- **SELECTED EXCERPT**:
Segment Open
Q: While valve manufacturers offer a variety of tools to assist users with valve sizing and selection, it can be a little unnerving for end-users to rely on a piece of software for the specification of technology. In your opinion, how effective are today’s valve sizing and selection tools in identifying the appropriate solution for a given application?

The latest generation of online valve configuration tools provide a simplified approach for end-users to perform such tasks as actuator selection and evaluating and selecting various valve accessories.

A: I believe that, for the most part, sizing programs are an improvement over mathematical calculations and slide rules. They reduce the instances of errors, but they are, as anything else, only as good as the data provided and used within the intended parameters of a simplified sizing technique typically suitable for an electronic sizing program. Some valve applications are simple, others are complex. These two extremes of sizing difficulty – and the fact that one is suitable for electronic sizing and the other is not – can add confusion and mystique to this task.
Segment Closed
- **EXTRACTED DATA**:
Segment Open
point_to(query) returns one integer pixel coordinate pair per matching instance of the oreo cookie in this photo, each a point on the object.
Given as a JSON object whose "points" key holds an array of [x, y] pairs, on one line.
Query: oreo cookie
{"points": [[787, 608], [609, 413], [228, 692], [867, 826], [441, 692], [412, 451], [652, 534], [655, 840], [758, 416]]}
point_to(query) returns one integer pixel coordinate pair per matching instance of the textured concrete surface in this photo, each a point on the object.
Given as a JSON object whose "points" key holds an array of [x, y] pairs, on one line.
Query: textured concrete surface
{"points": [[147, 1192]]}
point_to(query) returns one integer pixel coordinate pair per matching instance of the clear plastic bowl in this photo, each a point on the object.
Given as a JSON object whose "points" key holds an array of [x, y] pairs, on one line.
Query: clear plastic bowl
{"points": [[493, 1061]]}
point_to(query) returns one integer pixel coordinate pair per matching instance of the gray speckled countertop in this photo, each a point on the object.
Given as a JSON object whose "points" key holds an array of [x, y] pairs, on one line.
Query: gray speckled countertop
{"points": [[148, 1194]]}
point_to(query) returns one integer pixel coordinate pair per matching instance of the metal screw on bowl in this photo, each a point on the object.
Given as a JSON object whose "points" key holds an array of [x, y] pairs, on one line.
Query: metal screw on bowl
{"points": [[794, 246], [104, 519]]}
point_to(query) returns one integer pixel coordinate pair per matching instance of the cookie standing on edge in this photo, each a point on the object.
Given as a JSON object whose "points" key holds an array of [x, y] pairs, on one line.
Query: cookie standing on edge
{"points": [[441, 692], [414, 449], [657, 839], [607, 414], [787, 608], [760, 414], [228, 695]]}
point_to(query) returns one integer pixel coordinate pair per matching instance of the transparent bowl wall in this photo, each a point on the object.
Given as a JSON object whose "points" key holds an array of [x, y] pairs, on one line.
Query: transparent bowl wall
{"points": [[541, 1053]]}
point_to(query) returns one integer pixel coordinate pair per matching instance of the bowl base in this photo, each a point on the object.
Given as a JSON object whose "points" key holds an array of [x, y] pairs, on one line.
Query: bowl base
Segment Closed
- **TASK STATEMENT**:
Please write out the valve sizing text again, from the words containing "A: I believe" through "to this task.", changing "slide rules" to "hand calculators".

- **RESPONSE BOX**:
A: I believe that, for the most part, sizing programs are an improvement over mathematical calculations and hand calculators. They reduce the instances of errors, but they are, as anything else, only as good as the data provided and used within the intended parameters of a simplified sizing technique typically suitable for an electronic sizing program. Some valve applications are simple, others are complex. These two extremes of sizing difficulty – and the fact that one is suitable for electronic sizing and the other is not – can add confusion and mystique to this task.